ECLI:NL:RBAMS:2019:2979

Rechtbank Amsterdam

Datum uitspraak
23 april 2019
Publicatiedatum
25 april 2019
Zaaknummer
C/13/664890 / KG ZA 19-410
Instantie
Rechtbank Amsterdam
Type
Uitspraak
Rechtsgebied
Civiel recht
Procedures
  • Kort geding
Vindplaatsen
  • Rechtspraak.nl
AI samenvatting door LexboostAutomatisch gegenereerd

Voorlopige voorziening inzake voortzetting van verzekeringen en verwijdering uit frauderegisters

In deze zaak heeft de Rechtbank Amsterdam op 23 april 2019 uitspraak gedaan in een kort geding tussen SHM Logistiek en Transport B.V. en Vivat Schadeverzekeringen N.V. SHM vorderde dat Vivat haar verzekeringen zou voortzetten en de registratie in frauderegisters zou verwijderen. De achtergrond van de zaak betreft een aanrijding op 3 oktober 2018 waarbij de Mercedes Vito van SHM schade opliep door een aanrijding met een Mercedes Sprinter van Bo-rent. Vivat had de verzekering beëindigd op basis van een beschuldiging van verzekeringsfraude, omdat zij meende dat de schade aan de Vito niet volledig door de aanrijding was veroorzaakt.

Tijdens de zitting op 18 april 2019 heeft SHM gesteld dat de schade aan de Vito wel degelijk door de aanrijding is ontstaan en dat de beschuldigingen van fraude ongegrond zijn. Vivat voerde verweer en stelde dat de schade aan de sidebar en de spiegel niet door de aanrijding kon zijn veroorzaakt. De voorzieningenrechter oordeelde dat er onvoldoende bewijs was dat SHM opzettelijk valse informatie had verstrekt en dat Vivat de verzekeringen ten onrechte had opgezegd. De rechter heeft Vivat opgedragen de verzekeringen van SHM binnen drie werkdagen te continueren en de registraties in de frauderegisters ongedaan te maken.

**AANGELEVERDE GEGEVENS:**

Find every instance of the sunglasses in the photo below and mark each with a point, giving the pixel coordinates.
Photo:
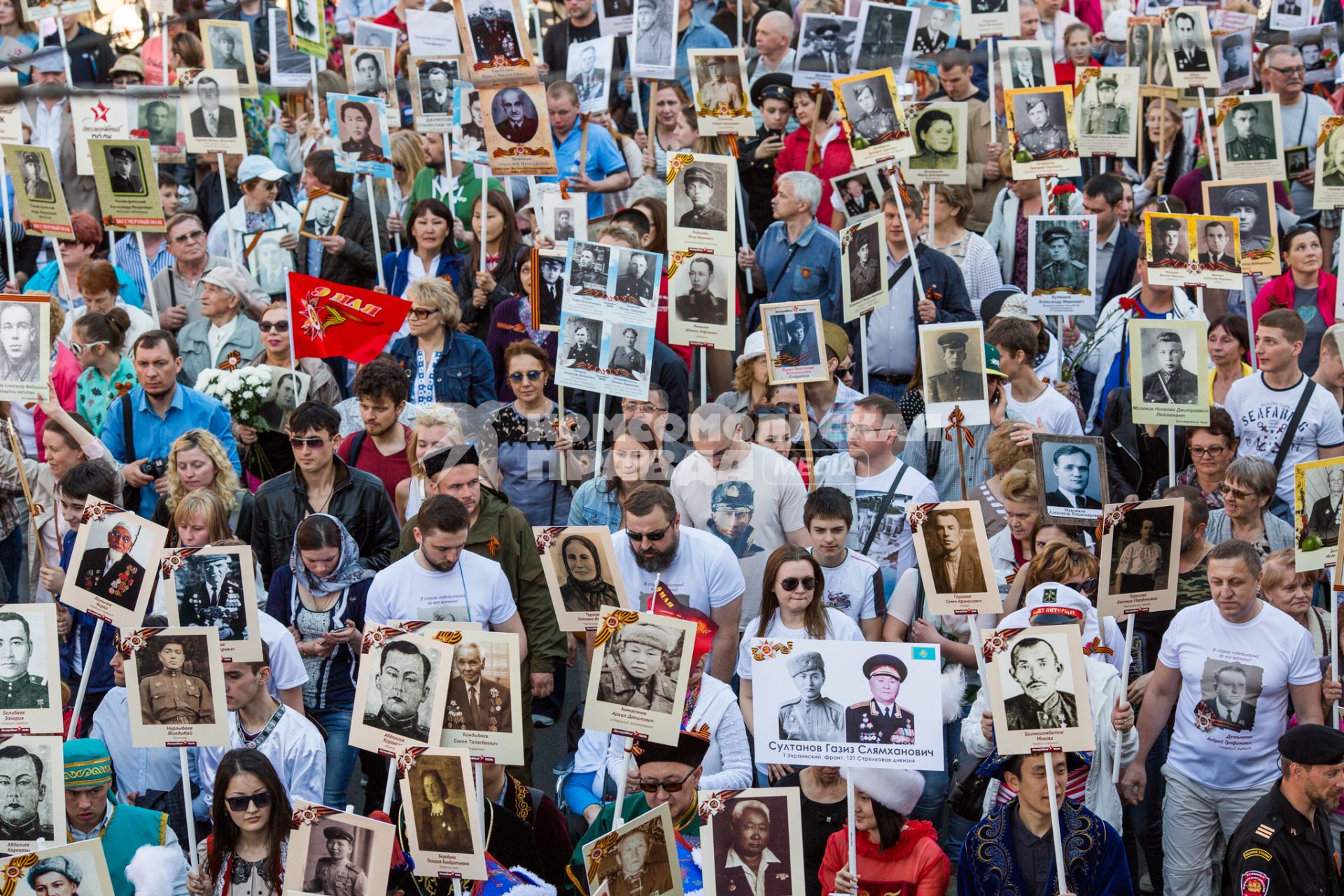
(239, 804)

**OPDRACHT:** Binnen welke termijn moet Vivat volgens de gegeven tekst de verzekeringen van SHM continueren?

**ANTWOORD:** Binnen drie werkdagen.